Saved entries
···

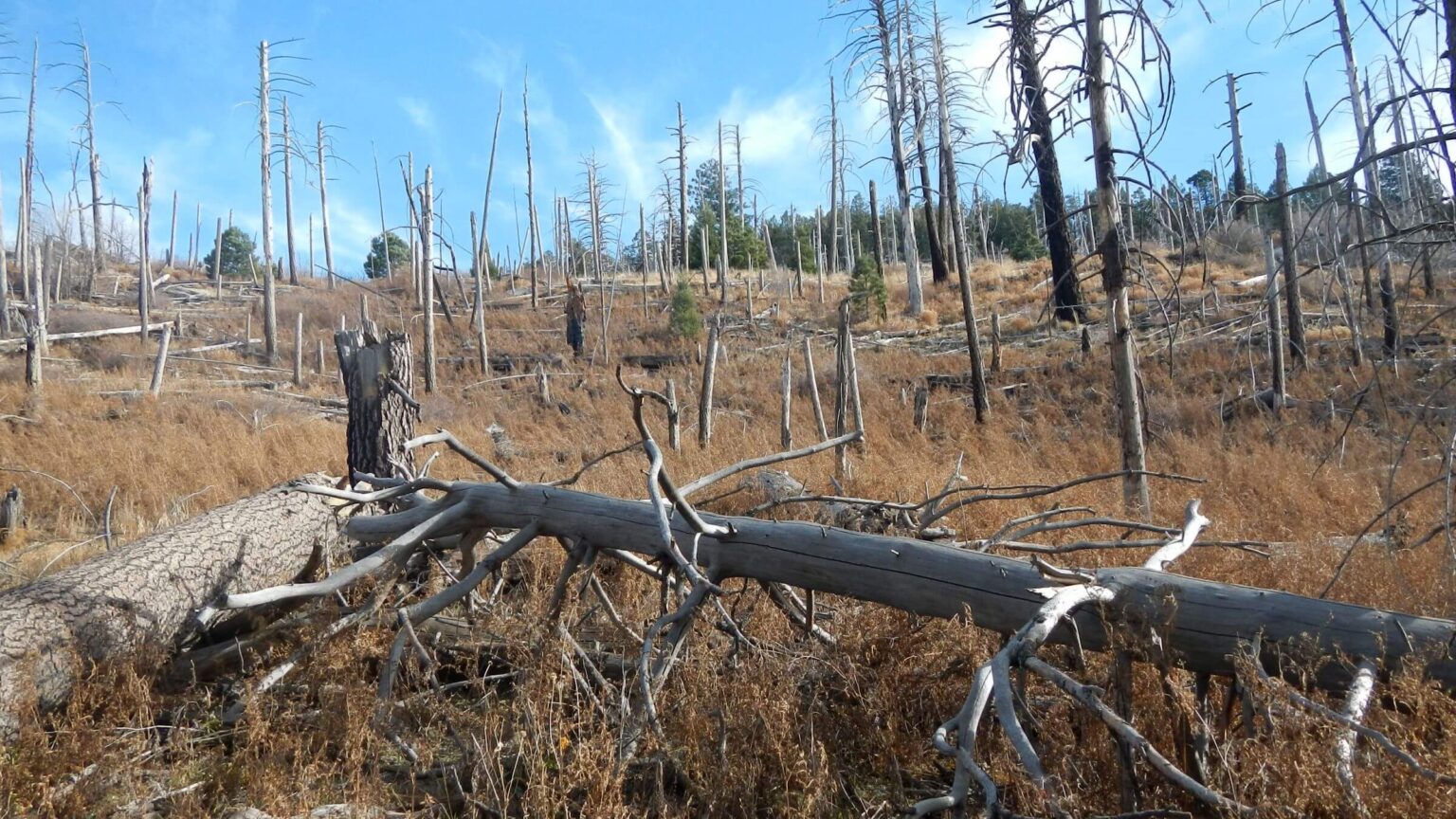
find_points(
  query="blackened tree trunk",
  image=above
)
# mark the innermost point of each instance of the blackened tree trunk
(1066, 293)
(377, 382)
(51, 631)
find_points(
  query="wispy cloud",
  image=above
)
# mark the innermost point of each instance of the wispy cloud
(420, 114)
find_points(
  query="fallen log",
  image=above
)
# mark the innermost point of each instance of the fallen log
(144, 593)
(1200, 623)
(10, 346)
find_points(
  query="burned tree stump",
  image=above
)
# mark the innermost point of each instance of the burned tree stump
(377, 382)
(12, 513)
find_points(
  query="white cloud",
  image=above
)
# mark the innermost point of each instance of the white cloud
(420, 114)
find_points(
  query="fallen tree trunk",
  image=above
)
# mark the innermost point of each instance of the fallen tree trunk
(13, 344)
(144, 593)
(1200, 623)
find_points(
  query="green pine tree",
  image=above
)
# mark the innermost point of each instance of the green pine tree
(866, 289)
(686, 320)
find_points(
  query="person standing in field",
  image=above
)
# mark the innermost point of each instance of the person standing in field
(575, 317)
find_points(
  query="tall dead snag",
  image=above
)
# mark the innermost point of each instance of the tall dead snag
(173, 239)
(682, 189)
(5, 273)
(722, 222)
(427, 277)
(51, 631)
(1276, 336)
(1066, 292)
(159, 366)
(287, 195)
(705, 398)
(265, 136)
(217, 260)
(939, 271)
(1114, 270)
(973, 337)
(833, 179)
(1372, 189)
(890, 86)
(323, 208)
(82, 88)
(1239, 181)
(1286, 228)
(950, 176)
(377, 382)
(533, 233)
(143, 252)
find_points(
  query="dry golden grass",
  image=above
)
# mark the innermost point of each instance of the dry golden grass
(791, 729)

···

• _What needs to be done_
The answer must be every line from the records above that contains the word "query", copied out.

• _Your solution_
  query="blackened tree trunk",
  query="wispy cloud",
  query="fallen log",
  query="burned tree stump",
  query="white cloud",
  query="fallen tree trunk",
  query="green pine tree",
  query="person standing in field",
  query="tall dead snag",
  query="dry golden grass",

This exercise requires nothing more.